- Data shown:
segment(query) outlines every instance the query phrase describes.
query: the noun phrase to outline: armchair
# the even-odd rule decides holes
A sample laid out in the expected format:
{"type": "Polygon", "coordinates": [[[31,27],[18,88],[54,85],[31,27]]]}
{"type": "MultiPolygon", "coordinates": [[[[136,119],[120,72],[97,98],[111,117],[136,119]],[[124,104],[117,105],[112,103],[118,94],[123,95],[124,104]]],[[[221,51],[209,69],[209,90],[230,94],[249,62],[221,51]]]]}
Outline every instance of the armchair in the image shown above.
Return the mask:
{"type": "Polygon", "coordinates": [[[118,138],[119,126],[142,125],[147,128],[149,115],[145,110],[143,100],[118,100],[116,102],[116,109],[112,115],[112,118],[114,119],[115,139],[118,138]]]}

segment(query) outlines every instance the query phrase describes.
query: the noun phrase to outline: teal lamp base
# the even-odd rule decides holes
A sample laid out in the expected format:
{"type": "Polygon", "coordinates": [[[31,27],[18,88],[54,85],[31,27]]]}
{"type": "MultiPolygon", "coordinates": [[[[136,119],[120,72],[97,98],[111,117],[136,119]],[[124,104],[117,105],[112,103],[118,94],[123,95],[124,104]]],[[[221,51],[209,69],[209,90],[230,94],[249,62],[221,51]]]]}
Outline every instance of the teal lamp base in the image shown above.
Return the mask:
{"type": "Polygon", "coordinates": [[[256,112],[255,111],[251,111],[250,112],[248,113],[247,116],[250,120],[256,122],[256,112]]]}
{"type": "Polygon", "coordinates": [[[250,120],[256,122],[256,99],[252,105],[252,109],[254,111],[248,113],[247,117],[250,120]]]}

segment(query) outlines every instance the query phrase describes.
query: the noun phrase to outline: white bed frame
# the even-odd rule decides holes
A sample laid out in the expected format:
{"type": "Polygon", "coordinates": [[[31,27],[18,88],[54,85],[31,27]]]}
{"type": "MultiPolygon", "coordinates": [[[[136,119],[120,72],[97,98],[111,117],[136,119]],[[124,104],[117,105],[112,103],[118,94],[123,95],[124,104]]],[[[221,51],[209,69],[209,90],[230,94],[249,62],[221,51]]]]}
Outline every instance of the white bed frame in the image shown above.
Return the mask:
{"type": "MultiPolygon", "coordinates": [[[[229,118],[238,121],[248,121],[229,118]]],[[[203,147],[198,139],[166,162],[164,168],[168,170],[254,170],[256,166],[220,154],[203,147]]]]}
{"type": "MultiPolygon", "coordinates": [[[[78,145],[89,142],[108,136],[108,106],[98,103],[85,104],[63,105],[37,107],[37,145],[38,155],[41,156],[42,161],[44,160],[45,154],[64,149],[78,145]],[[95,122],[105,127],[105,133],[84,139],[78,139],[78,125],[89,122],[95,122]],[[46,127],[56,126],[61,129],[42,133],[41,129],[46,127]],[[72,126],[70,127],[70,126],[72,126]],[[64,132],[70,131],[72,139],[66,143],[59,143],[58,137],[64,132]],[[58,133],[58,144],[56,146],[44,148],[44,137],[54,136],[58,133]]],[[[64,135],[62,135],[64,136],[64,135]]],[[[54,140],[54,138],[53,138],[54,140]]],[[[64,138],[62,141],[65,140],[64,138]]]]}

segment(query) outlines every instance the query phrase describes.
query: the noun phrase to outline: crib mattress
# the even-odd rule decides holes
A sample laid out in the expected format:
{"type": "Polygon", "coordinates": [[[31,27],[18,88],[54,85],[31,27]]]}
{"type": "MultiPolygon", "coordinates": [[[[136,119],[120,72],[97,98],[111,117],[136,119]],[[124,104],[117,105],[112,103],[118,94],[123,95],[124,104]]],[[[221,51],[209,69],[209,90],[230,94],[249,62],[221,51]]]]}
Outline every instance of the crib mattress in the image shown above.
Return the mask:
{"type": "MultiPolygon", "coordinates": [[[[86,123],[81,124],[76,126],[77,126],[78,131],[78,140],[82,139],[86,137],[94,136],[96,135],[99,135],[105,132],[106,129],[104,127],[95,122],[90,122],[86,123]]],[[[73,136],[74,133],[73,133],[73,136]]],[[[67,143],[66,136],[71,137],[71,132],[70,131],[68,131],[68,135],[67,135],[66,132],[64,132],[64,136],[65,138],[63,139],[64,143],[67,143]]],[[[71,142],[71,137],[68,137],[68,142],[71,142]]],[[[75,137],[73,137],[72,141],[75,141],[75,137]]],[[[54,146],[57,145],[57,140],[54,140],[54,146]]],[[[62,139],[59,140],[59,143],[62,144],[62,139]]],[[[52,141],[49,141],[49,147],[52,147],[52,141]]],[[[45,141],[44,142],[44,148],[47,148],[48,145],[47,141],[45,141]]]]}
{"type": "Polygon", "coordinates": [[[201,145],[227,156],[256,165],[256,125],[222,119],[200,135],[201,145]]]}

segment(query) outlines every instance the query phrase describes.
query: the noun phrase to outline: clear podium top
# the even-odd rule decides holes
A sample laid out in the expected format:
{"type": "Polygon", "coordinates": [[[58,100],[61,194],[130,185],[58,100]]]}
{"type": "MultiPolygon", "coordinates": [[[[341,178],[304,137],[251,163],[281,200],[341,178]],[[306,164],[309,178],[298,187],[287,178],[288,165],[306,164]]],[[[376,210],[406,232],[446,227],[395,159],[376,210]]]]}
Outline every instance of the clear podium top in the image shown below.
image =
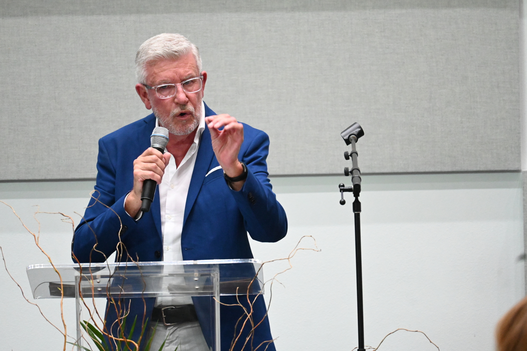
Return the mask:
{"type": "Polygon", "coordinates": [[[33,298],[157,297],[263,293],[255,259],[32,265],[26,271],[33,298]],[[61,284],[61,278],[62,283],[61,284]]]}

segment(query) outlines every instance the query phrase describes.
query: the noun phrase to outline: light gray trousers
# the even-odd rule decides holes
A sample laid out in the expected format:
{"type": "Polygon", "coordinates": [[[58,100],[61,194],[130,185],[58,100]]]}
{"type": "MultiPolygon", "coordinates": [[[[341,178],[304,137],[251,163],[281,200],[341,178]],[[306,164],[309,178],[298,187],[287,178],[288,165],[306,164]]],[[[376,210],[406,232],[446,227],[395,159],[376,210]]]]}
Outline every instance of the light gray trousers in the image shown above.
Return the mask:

...

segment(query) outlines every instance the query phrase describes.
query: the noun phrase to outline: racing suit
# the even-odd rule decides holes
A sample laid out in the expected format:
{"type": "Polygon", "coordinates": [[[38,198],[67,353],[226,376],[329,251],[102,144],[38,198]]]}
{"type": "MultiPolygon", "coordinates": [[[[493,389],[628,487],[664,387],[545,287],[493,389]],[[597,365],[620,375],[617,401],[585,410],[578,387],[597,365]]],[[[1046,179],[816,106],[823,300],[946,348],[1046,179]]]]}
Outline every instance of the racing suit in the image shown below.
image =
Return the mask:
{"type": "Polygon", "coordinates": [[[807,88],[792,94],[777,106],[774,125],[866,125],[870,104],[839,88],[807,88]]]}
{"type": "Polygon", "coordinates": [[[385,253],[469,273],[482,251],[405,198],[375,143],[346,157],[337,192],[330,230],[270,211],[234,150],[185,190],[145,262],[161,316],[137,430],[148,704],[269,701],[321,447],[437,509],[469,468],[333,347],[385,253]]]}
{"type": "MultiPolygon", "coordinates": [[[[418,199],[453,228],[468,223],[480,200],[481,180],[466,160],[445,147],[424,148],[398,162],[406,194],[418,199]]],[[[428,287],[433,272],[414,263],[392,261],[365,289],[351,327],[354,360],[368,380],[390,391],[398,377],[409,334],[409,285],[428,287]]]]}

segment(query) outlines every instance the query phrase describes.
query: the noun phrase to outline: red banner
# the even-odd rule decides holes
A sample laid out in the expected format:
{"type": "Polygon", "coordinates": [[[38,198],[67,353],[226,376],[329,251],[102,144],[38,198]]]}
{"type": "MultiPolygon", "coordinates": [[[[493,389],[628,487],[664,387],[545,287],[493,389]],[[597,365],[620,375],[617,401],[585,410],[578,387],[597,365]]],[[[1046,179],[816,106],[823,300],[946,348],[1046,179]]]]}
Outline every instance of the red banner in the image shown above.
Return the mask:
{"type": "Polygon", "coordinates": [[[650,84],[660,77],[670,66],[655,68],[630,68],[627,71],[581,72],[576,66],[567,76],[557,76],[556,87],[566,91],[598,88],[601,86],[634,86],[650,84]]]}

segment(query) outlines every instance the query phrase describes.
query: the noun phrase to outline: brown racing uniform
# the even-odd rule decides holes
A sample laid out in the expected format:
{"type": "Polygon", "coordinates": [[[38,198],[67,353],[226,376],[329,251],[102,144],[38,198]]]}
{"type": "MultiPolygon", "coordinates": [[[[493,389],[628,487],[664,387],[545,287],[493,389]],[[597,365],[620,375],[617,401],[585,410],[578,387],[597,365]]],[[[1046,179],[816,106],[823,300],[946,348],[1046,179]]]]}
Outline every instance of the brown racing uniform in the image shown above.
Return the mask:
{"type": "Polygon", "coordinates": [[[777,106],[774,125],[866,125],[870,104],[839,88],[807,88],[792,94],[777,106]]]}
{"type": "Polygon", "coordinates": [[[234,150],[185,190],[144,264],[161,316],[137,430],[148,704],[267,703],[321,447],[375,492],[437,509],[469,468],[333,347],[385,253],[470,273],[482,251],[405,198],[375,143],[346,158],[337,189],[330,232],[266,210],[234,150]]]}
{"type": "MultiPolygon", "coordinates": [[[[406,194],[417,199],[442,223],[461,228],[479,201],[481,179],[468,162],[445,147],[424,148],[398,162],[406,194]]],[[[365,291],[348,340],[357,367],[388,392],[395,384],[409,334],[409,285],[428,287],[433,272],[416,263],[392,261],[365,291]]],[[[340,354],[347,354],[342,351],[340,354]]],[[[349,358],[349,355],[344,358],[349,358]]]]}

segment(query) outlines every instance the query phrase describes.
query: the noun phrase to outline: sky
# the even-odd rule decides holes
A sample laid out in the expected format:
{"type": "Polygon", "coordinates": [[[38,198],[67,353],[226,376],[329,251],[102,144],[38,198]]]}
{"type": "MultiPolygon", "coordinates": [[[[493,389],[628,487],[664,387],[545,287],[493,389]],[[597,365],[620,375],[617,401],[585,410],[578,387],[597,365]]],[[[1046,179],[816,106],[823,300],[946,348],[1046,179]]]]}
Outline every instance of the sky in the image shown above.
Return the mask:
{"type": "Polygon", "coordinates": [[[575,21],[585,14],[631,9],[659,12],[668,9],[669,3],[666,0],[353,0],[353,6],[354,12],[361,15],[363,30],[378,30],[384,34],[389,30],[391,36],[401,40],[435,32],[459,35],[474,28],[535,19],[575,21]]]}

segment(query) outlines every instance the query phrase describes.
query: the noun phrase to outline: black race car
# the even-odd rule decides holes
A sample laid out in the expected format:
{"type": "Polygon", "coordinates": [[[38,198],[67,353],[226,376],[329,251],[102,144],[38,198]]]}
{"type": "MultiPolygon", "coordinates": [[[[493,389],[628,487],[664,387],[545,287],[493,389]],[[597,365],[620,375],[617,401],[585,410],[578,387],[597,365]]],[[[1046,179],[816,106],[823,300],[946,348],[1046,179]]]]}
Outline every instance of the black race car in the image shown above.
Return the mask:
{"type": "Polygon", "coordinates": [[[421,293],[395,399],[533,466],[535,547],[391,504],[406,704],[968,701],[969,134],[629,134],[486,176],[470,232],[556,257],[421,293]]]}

- Aim of the exercise:
Show every line in the items above that contains the string "banner", treating uppercase and lowercase letters as distinct.

- Answer to the exercise:
query: the noun phrase to outline: red banner
Outline every instance of the red banner in the image shown above.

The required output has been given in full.